* **EXCERPTED TEXT**
US Burns Cautions Israel, Syria against Escalation
State's Burns Cautions Israel, Syria against Escalation of Hostilities
Reiterates U.S. concerns about Syria's ties to terrorism
Assistant Secretary of State for Near Eastern Affairs William Burns has called on Syria and Israel to "avoid actions which escalate tensions."
In an October 5 interview with Abu Dhabi Television, Burns said, "Syria and Israel should both avoid actions which escalate tensions, because ... this is an extremely complicated time in the region."
Burns acknowledged that the administration has persistent doubts regarding Syria's commitment to eliminating terrorism. He noted that Secretary of State Colin Powell outlined several specific issues in his meeting with Syrian President Bashar Al-Assad last May.
"Syria's support for various Palestinian terrorist groups as well as some of its actions regarding Iraq since that time have fallen short of those points which Secretary Powell laid out very clearly," Burns asserted.
The assistant secretary also highlighted the administration's concerns with regard to Israeli and Palestinian actions in the context of the Roadmap.
With regard to the security fence Israel is erecting, Burns stated, "we've made very clear our concerns about construction which tends to incur further and further into the West Bank, construction which in our view, prejudges the outcome of future permanent status negotiations and more broadly than that, reduces the hope of Palestinians that an independent viable Palestinian state is going to emerge in the future."
Burns also underscored the importance for the new Palestinian government to deal with security issues "to ensure that there is only one authority for Palestinians." Burns conveyed the administration's hope that the new government will show its commitment to the Roadmap "not as a favor to the United States or anyone else, but in the self-interest of Palestinians to move ahead in the direction of the two-state vision which President Bush has laid out."
"I think what remains clear is that it is deeply in the self-interest of Palestinians and Israelis alike, to see progress resumed towards a two state solution, because that solution contains the best basis providing the security and the acceptance that Israelis need and deserve, and the dignity and the statehood that Palestinians need and deserve," Burns stated.
Following is a transcript of Burns' interview with Abu Dhabi TV:
Transcript of Interview of Assistant Secretary of State for Near Eastern Affairs William Burns with Abu Dhabi TV, October 5, 2003
Q.: About the bombings of the camp in Syria, aren't you concerned this can lead to a regional confrontation that might target Syria and Iraq?
A/S Burns: We are still sifting through the details of what happened today. The United States has made very clear our concern about Syrian support for various violent extremist groups and its harboring of those kind of groups. At this point, what I would say is that Syria and Israel should both avoid actions which escalate tensions, because as you said, this is an extremely complicated time in the region. It is in the interest of the United States and all of its friends in the region to try and find ways to avoid further complicating the situation.
Q. What should the Syrians do meet the American standard?
A/S Burns: There is no secret about the concerns we have raised with the government of Syria. Secretary Powell met with President Assad last May and outlined a range of concerns about our relationship with Syria and different aspects of Syrian behavior. He made clear at the same time that the U.S. remains committed to comprehensive peace and to resumption of negotiations on the Syrian-Israeli track. Syria's support for various Palestinian terrorist groups as well as some of its actions regarding Iraq since that time have fallen short of those points which Secretary Powell laid out very clearly. So we do have some clear differences with Syria and we have tried to be very direct in explaining our concerns to the Syrian government and explaining the kinds of behavior which we hope to see.

* **DATA LINES**
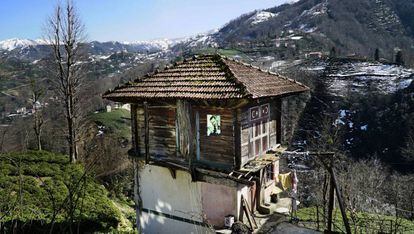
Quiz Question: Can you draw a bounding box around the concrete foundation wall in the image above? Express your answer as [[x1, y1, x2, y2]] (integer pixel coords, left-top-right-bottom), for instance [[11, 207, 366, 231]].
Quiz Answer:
[[201, 183, 237, 227], [140, 165, 211, 233], [140, 165, 240, 233]]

* **EXERCISE SET**
1. Answer these questions about the article on William Burns's remarks:
(a) On what date did Burns give the interview, and to which broadcaster?
(b) Whom did Secretary of State Colin Powell meet last May?
(c) According to Burns, the construction that intrudes further into the West Bank prejudges the outcome of what?
2. Repeat the passage of the article on William Burns's remarks word for word, from "Burns acknowledged that" to "Al-Assad last May.".
3. Go on with the article on William Burns's remarks from the point where it stops.

* **ANSWERS PER TASK**
1.
(a) October 5, 2003, to Abu Dhabi Television.
(b) Syrian President Bashar Al-Assad.
(c) Future permanent status negotiations.

2.
Burns acknowledged that the administration has persistent doubts regarding Syria's commitment to eliminating terrorism. He noted that Secretary of State Colin Powell outlined several specific issues in his meeting with Syrian President Bashar Al-Assad last May.

3.
Q: Abu Ala is expected to present the new Palestinian government to the Parliament today. Are you going to back these governments?
A/S Burns: Well, the issue is very clearly their commitment to the new Palestinian government, to implementation of the road map, and to discharging responsibilities and obligations which will be in the interest of Palestinians. And they have to deal with security issues, and most importantly, how the Palestinian security services are organized according to the Roadmap, to make clear their strong commitment to ensure that there's only one authority for Palestinians, and that's critically important. The Roadmap also lays out obligations for Israel as well, and it is very important that both sides perform their obligations. But as we look at the formation of the new Palestinian government, we're going to be concerned first and foremost about the commitment of that government to implement the Roadmap and to fulfill Palestinian obligations, again, not as a favor to the United States or anyone else, but in the self-interest of Palestinians to move ahead in the direction of the two-state vision which President Bush has laid out.
Q: When we ask Palestinians who are officials, they say, we're expecting the Americans to say to Israel, "enough is enough". Events may trigger bloodshed in the region and may be a stumbling block against all these hopes.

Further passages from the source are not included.